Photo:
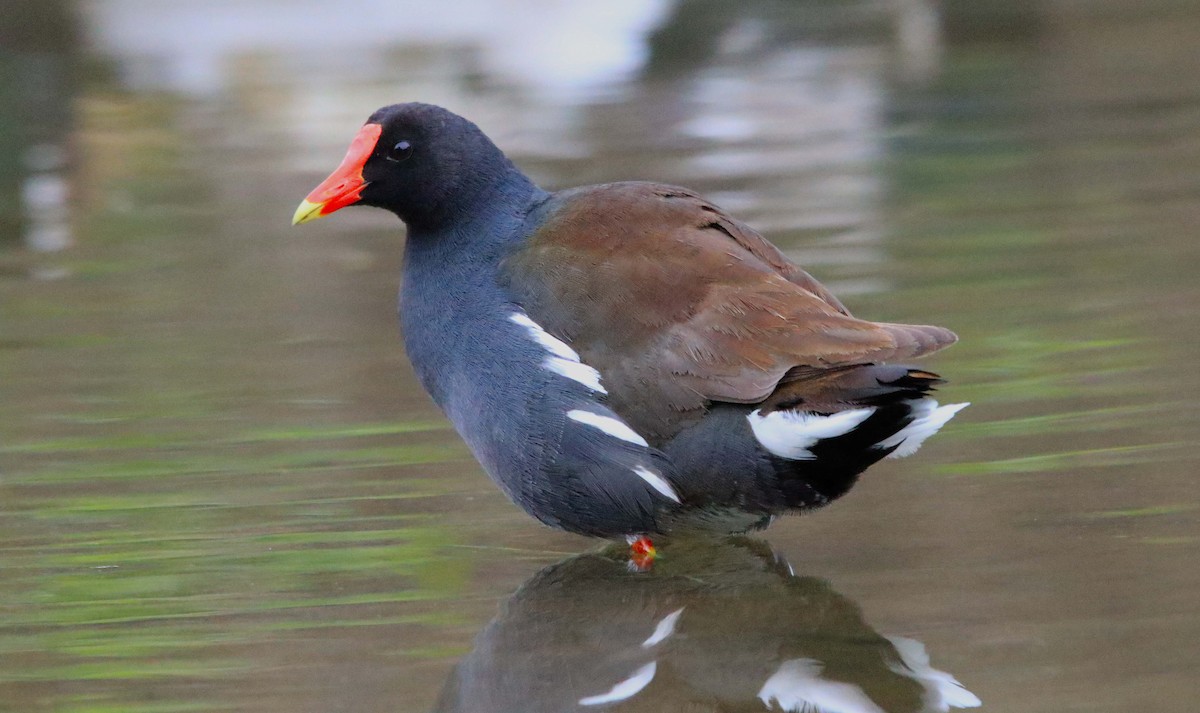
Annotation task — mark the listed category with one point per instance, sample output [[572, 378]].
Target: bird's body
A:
[[628, 359]]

------

**Task details:**
Print the records again exactly, pictures excluded.

**Output of the task:**
Photo:
Annotation task — mark the listed category with one point per instance, sample output [[572, 378]].
Target: bird's body
A:
[[628, 359]]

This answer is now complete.